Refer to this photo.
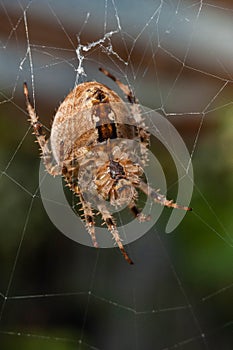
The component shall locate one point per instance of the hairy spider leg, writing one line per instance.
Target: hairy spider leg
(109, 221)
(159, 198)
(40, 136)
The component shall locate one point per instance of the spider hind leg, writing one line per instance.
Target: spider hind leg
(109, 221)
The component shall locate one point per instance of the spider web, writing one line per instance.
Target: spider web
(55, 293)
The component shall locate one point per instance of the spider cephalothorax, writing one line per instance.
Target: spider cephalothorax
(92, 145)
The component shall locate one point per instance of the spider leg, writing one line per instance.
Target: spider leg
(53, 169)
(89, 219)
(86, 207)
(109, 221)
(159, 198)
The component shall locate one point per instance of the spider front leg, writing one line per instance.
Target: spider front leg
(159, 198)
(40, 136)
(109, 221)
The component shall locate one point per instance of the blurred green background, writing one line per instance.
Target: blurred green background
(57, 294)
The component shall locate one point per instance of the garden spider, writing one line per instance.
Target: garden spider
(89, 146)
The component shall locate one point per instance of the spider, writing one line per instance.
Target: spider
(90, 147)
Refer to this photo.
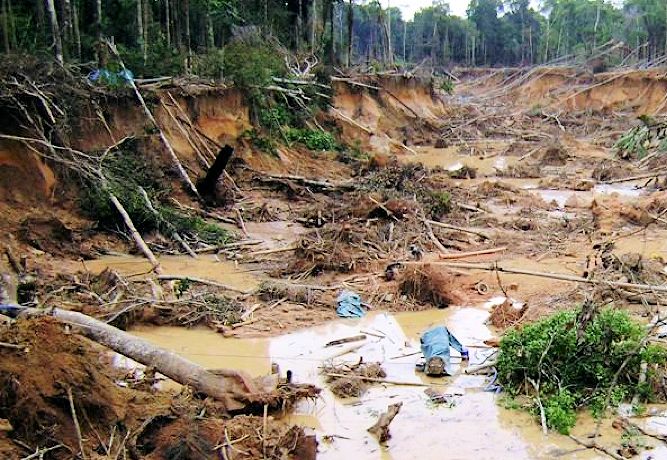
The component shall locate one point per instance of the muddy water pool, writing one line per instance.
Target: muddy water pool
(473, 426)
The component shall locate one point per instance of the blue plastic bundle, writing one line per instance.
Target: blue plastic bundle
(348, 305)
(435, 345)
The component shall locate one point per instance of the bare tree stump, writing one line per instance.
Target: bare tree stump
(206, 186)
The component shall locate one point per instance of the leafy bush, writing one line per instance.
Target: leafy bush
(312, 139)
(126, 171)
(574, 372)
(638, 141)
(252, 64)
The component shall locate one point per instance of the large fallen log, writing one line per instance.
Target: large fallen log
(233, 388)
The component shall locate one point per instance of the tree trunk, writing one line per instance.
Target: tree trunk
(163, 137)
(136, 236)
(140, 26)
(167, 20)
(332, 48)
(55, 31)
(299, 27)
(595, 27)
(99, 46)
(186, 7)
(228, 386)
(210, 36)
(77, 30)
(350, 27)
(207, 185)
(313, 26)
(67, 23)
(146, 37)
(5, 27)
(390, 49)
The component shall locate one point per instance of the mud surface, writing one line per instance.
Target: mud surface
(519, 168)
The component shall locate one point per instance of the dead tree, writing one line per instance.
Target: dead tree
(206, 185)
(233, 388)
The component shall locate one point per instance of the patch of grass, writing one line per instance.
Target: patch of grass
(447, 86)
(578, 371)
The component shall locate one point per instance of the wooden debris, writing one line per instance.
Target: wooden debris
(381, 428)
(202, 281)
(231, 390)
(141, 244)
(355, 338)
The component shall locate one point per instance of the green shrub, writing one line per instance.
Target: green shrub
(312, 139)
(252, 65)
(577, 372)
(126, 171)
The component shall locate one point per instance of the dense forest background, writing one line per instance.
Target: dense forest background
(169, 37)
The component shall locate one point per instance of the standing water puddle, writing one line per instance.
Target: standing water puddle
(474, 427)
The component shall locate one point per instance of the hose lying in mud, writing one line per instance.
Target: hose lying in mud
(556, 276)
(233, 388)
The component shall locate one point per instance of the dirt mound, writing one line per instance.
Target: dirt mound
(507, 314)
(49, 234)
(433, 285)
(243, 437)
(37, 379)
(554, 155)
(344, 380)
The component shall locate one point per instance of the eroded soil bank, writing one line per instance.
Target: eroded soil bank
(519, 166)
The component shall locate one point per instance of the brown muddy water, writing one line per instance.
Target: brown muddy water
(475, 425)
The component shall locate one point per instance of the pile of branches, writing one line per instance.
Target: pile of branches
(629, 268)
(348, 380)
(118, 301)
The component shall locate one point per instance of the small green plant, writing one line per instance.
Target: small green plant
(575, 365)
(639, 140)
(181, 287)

--*--

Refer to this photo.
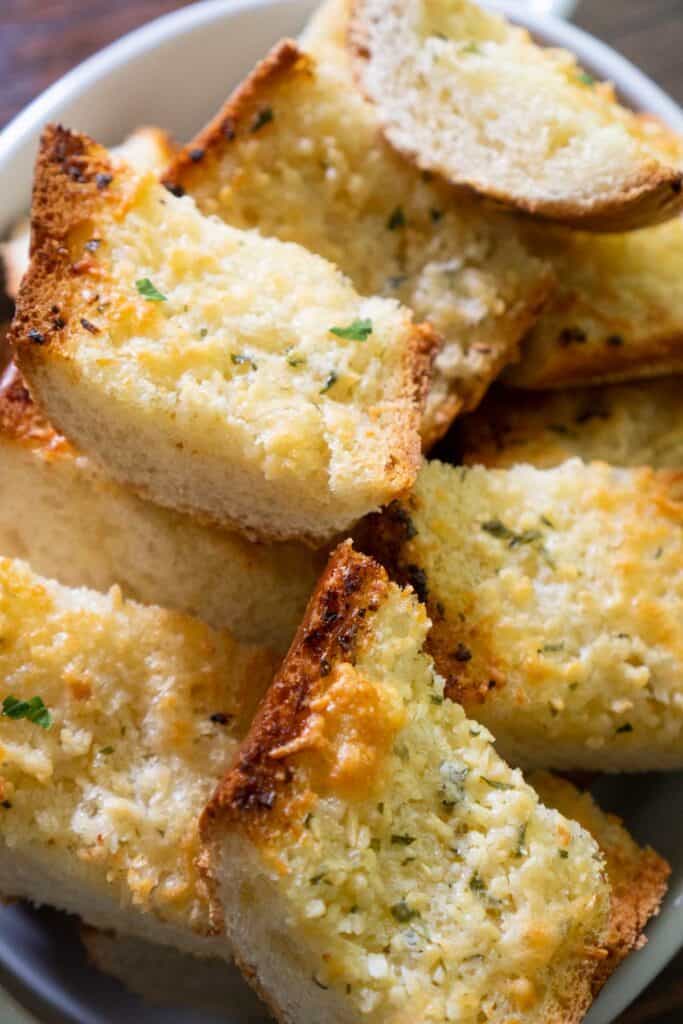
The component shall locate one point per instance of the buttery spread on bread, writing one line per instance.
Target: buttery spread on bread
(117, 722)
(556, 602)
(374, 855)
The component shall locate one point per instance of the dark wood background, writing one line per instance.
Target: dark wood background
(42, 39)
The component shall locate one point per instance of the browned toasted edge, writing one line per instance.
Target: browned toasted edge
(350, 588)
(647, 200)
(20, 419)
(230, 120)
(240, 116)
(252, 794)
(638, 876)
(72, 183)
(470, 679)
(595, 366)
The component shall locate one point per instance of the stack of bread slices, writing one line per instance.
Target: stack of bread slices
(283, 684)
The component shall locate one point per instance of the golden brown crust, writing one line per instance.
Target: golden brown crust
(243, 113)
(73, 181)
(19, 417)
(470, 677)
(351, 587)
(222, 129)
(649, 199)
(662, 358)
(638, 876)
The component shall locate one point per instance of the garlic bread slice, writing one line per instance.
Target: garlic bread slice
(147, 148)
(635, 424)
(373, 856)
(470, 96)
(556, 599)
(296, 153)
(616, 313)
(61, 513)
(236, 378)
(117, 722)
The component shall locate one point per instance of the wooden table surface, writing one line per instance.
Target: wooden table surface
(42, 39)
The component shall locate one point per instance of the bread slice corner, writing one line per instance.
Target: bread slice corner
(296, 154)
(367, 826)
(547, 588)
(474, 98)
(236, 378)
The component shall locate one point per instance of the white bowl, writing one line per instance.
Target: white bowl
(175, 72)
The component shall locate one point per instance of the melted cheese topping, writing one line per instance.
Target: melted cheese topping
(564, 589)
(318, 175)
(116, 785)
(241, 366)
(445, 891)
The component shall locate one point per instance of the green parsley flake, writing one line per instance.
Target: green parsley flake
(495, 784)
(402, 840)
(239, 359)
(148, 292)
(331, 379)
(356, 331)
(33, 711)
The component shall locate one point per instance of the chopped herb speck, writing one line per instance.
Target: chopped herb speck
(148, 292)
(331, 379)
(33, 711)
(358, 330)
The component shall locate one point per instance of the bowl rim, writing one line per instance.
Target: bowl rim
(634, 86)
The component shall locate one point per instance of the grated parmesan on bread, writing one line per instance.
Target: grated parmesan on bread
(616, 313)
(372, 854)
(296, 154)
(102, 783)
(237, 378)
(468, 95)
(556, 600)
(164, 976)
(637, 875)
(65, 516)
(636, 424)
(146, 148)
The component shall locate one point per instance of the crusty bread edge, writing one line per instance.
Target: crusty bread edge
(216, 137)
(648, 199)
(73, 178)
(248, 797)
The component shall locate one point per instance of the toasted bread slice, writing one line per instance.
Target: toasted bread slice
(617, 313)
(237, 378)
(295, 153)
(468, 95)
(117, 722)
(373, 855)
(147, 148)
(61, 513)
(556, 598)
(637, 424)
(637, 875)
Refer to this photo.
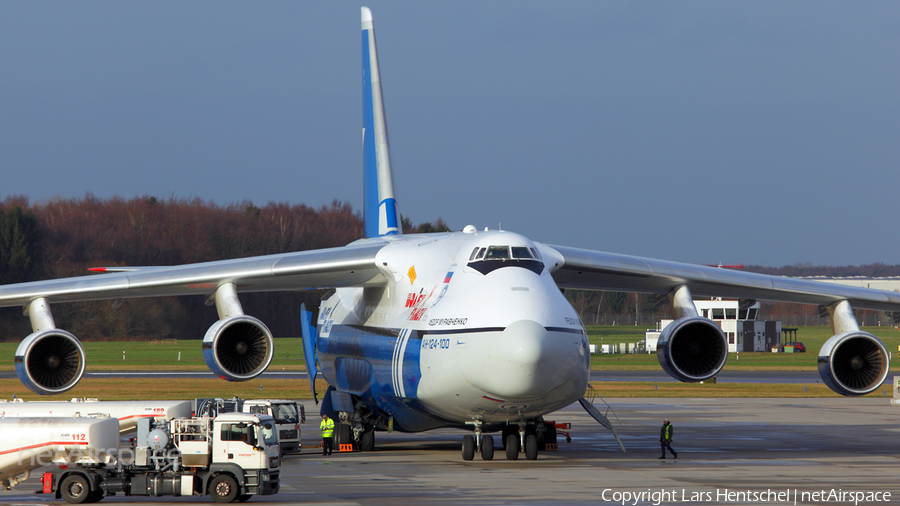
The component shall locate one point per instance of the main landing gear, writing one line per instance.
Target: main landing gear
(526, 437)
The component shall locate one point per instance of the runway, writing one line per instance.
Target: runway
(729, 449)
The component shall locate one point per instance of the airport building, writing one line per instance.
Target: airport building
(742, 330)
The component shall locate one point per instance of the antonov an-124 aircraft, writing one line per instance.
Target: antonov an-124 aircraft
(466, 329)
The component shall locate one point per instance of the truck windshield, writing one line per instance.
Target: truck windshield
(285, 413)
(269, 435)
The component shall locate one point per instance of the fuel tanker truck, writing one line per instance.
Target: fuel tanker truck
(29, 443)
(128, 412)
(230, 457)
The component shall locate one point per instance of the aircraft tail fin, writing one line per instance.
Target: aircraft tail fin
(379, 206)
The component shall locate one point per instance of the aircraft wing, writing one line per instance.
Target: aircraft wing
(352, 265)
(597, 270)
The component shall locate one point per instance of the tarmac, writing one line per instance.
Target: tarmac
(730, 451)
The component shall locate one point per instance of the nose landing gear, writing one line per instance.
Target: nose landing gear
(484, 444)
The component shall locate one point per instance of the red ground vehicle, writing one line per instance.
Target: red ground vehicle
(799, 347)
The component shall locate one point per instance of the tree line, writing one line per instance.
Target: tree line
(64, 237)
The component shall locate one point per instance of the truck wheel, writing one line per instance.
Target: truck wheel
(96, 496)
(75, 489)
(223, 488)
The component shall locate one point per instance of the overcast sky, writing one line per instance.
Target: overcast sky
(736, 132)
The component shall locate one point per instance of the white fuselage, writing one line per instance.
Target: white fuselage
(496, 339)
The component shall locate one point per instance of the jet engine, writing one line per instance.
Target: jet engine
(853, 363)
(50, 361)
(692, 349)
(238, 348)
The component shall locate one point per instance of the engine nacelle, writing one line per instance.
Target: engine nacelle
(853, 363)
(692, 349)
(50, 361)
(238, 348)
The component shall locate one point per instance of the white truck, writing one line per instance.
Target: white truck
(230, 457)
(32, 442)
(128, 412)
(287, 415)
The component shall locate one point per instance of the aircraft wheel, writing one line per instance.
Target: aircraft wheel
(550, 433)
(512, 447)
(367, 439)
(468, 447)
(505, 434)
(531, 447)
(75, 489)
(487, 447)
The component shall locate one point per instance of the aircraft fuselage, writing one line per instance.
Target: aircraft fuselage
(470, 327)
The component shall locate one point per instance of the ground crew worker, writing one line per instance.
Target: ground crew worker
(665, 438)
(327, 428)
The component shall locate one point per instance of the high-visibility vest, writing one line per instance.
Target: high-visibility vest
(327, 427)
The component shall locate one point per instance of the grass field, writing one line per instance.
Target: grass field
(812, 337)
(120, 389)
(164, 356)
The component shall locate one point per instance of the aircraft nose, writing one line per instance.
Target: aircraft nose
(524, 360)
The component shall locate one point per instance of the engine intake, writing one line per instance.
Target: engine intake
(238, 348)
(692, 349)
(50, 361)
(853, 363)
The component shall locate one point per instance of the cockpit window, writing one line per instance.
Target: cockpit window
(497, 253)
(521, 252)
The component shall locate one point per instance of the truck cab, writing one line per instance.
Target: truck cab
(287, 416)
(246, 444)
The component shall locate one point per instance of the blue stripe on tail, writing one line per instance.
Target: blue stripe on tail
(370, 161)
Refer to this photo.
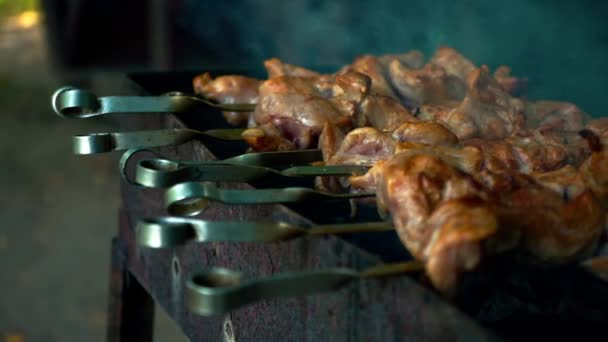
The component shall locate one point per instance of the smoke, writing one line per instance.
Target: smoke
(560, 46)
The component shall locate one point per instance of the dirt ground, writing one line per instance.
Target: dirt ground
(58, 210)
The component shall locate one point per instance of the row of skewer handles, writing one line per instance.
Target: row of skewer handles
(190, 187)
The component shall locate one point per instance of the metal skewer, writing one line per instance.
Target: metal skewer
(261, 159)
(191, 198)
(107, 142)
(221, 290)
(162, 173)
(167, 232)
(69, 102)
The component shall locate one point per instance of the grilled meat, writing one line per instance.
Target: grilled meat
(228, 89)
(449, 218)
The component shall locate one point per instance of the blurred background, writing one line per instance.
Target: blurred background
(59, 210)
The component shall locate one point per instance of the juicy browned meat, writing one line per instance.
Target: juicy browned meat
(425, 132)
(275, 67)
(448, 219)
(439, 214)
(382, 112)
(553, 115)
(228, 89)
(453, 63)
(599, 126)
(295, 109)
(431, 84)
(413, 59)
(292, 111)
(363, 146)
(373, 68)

--*--

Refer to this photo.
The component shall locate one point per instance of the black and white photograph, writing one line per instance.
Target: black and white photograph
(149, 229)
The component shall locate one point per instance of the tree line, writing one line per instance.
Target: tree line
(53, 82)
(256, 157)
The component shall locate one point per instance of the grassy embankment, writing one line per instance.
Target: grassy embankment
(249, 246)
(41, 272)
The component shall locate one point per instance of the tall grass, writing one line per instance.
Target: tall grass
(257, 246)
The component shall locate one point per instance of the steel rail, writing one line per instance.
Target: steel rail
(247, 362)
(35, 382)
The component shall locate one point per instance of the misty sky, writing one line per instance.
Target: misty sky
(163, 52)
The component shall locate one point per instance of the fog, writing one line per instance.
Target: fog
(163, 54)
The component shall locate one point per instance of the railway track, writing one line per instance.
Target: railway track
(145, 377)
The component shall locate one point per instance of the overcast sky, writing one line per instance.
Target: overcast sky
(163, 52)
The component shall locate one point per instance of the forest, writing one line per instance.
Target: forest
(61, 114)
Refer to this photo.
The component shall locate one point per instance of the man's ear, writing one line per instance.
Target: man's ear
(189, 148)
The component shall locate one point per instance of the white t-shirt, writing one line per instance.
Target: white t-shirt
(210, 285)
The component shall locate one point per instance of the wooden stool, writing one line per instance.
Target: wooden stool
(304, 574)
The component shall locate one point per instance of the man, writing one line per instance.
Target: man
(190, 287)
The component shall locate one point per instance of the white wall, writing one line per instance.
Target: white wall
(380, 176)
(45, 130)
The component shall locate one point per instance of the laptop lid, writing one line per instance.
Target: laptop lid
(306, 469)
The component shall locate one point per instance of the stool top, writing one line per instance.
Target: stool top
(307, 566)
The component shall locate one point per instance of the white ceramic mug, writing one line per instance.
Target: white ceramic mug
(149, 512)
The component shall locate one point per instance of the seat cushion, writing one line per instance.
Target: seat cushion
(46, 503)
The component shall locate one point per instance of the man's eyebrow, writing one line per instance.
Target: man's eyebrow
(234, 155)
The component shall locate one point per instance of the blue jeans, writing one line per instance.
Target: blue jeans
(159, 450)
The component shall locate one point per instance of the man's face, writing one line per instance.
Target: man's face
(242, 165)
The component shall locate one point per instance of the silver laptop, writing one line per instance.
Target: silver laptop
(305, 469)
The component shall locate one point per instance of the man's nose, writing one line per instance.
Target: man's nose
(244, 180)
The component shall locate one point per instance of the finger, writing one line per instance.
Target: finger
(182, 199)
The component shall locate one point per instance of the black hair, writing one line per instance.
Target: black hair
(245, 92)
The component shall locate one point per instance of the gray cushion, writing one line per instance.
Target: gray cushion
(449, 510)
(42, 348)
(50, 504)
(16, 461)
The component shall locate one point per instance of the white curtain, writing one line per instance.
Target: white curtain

--*--

To be done:
Which lines of the items above contain the word "background"? Show each of those lines in full.

Output of the task:
The component shall locate one point per instance of the blurred green background, writing one line per instance.
Target: blurred green background
The component shall locate one point per instance of the dense forest background, writing one line per instance.
Target: dense forest background
The component shall locate one point per instance of the dark wood background, writing one line per instance.
Target: dark wood background
The component shall locate one point per instance of the blurred background, writing one line per instance.
Target: blurred background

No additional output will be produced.